**Work task**
An exact transcript of every entry is required, without any of the pictures.

**Saved data entries**
++++++++++
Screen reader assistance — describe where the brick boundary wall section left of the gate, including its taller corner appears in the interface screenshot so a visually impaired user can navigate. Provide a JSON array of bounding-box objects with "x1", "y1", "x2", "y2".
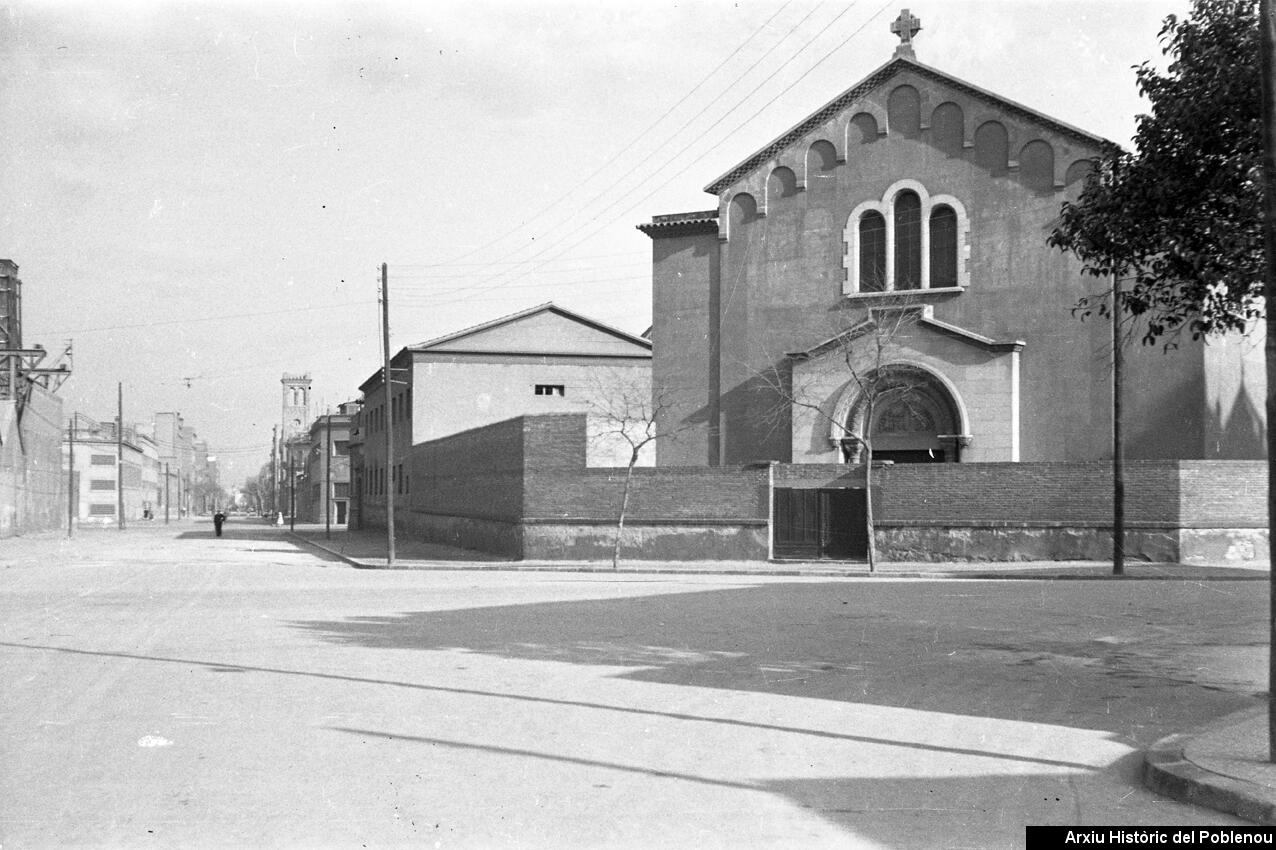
[{"x1": 398, "y1": 414, "x2": 769, "y2": 560}]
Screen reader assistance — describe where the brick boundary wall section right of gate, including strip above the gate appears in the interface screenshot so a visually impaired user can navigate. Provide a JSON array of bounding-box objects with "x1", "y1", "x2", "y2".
[{"x1": 775, "y1": 461, "x2": 1270, "y2": 562}]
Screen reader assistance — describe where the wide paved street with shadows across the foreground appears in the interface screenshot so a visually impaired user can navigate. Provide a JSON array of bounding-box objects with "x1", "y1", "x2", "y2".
[{"x1": 0, "y1": 522, "x2": 1267, "y2": 850}]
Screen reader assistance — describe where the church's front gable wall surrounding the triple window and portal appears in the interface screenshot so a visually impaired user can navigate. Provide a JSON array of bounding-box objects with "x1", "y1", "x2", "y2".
[{"x1": 709, "y1": 71, "x2": 1202, "y2": 463}]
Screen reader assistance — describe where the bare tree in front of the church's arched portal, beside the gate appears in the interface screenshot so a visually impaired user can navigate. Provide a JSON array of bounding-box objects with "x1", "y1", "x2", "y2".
[{"x1": 762, "y1": 306, "x2": 925, "y2": 572}]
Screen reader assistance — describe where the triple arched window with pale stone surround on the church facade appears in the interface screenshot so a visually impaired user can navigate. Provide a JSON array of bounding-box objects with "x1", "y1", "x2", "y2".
[{"x1": 843, "y1": 180, "x2": 967, "y2": 295}]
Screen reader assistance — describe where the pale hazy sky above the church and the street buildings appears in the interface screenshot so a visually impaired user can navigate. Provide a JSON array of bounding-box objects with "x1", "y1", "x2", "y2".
[{"x1": 0, "y1": 0, "x2": 1187, "y2": 486}]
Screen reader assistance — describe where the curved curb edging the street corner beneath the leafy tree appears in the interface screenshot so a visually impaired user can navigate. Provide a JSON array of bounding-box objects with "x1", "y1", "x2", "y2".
[{"x1": 1143, "y1": 734, "x2": 1276, "y2": 824}]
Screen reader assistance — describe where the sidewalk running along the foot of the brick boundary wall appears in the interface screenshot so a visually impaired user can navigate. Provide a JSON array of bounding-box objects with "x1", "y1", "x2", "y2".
[{"x1": 291, "y1": 525, "x2": 1270, "y2": 581}]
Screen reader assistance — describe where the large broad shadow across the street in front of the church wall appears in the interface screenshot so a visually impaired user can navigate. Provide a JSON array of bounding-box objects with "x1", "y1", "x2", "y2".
[{"x1": 284, "y1": 582, "x2": 1266, "y2": 744}]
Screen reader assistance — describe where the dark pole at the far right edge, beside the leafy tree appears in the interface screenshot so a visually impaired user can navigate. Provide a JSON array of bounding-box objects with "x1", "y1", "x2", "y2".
[{"x1": 1258, "y1": 0, "x2": 1276, "y2": 762}]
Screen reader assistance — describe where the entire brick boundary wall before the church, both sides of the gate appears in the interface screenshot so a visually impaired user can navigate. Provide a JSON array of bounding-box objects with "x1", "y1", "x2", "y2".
[{"x1": 385, "y1": 414, "x2": 1268, "y2": 563}]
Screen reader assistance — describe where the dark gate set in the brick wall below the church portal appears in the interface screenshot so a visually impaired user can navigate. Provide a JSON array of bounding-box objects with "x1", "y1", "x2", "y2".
[{"x1": 775, "y1": 488, "x2": 869, "y2": 560}]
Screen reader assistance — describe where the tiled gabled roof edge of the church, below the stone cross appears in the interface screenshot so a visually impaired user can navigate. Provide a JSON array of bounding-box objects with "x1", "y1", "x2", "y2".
[{"x1": 704, "y1": 55, "x2": 1118, "y2": 195}]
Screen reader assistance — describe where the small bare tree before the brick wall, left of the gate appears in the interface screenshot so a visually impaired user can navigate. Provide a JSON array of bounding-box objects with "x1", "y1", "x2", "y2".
[{"x1": 588, "y1": 370, "x2": 690, "y2": 569}]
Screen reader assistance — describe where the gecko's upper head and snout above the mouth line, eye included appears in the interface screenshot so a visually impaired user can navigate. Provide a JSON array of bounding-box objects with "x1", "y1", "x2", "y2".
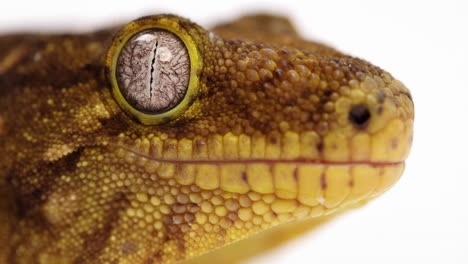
++++++++++
**Output of the task**
Screen reader assistance — describe where the brick boundary wall section left of the gate, including its taller corner appears in the interface screenshot so a visually impaired user can navigate. Provide a JSON array of bounding-box objects with "x1", "y1", "x2", "y2".
[{"x1": 398, "y1": 414, "x2": 769, "y2": 560}]
Screen reader assistance — describe where the brick boundary wall section right of gate, including strip above the gate appears in the interface screenshot so a visually impaired user can navigate. Provide a JSON array of bounding-box objects with "x1", "y1", "x2", "y2".
[{"x1": 775, "y1": 461, "x2": 1270, "y2": 562}]
Screen reader assistance — describe where the wide paved street with shadows across the foreground appears in the interface screenshot so a visually impaired user can navigate. Provide a JSON array of bounding-box objects with "x1", "y1", "x2", "y2".
[{"x1": 0, "y1": 522, "x2": 1267, "y2": 850}]
Screen reader assistance — describe where the church's front gable wall surrounding the triple window and portal appears in the interface screenshot so a visually impaired user can navigate. Provide a JSON array of bounding-box objects with "x1", "y1", "x2", "y2".
[{"x1": 709, "y1": 71, "x2": 1202, "y2": 463}]
Screen reader assistance — describe where the bare tree in front of the church's arched portal, beside the gate appears in the interface screenshot so a visually impaired user can navigate. Provide a JSON array of bounding-box objects with "x1", "y1", "x2", "y2".
[{"x1": 762, "y1": 306, "x2": 925, "y2": 572}]
Screen reader assistance — describe where the triple arched window with pale stone surround on the church facade appears in the interface screenshot so a visually impaired user can navigate. Provide a JSON array of bounding-box objects with "x1", "y1", "x2", "y2".
[{"x1": 843, "y1": 180, "x2": 967, "y2": 295}]
Screen reader assistance — describe where the pale hazy sky above the church and the street buildings appears in the interface screenshot so a visually impaired user can navigate. Provide a JSON array of bounding-box objects with "x1", "y1", "x2", "y2".
[{"x1": 0, "y1": 0, "x2": 1187, "y2": 486}]
Screen reader assistance — describe where the curved curb edging the street corner beneath the leafy tree appears in the interface screenshot so a visually impaired user can navigate. Provide a JSON array of bounding-box objects with "x1", "y1", "x2", "y2".
[{"x1": 1143, "y1": 734, "x2": 1276, "y2": 824}]
Screen reader assistance — describe where the sidewalk running along the foot of the brick boundary wall appears in the interface screenshot so a visually impaired user can navigate. Provide a JSON array of bounding-box objects with "x1", "y1", "x2", "y2".
[{"x1": 291, "y1": 525, "x2": 1270, "y2": 581}]
Screen reader assistance — describe where the large broad shadow across the street in front of the church wall appears in the interface screenshot so a visually impaired user can navigate. Provide a JSON array of bounding-box objects with "x1", "y1", "x2", "y2".
[{"x1": 284, "y1": 582, "x2": 1266, "y2": 744}]
Screen reader assistance — describe where the dark pole at the far right edge, beside the leafy tree appears in the interface screenshot so a visually impaired user can navigate. Provide a JSON array of bounding-box objects with "x1", "y1", "x2", "y2".
[{"x1": 1258, "y1": 0, "x2": 1276, "y2": 762}]
Screen reader assistance — describe where the entire brick boundary wall before the church, both sides of the gate appears in the interface screenshot so a visually impaired user can navigate. Provide a JSON array of bounding-box objects with "x1", "y1", "x2", "y2".
[{"x1": 385, "y1": 414, "x2": 1268, "y2": 563}]
Screen reader assistance — describe where the dark gate set in the brick wall below the church portal appears in the interface screenshot so a visually impaired user can navigate. Provide a JSON array of bounding-box objects with "x1", "y1", "x2", "y2".
[{"x1": 775, "y1": 488, "x2": 869, "y2": 560}]
Screen reader assistance — describe where the tiled gabled roof edge of the church, below the stone cross appears in the interface screenshot so a visually impaired user can navigate. Provide a JSON array of bounding-box objects with "x1", "y1", "x2", "y2".
[{"x1": 704, "y1": 55, "x2": 1118, "y2": 195}]
Screen reader assistance — describe where the small bare tree before the brick wall, left of the gate appears in the interface screenshot so a visually impaired user can navigate. Provide a JSON array of bounding-box objects with "x1", "y1", "x2", "y2".
[{"x1": 588, "y1": 370, "x2": 690, "y2": 569}]
Screen reader assistance — describe where the gecko's upper head and snout above the mouth line, eye included appears in the interface screenshot so a visually impaired user can navigate. Provide a JSON array of bounding-box objects with "x1", "y1", "x2", "y2".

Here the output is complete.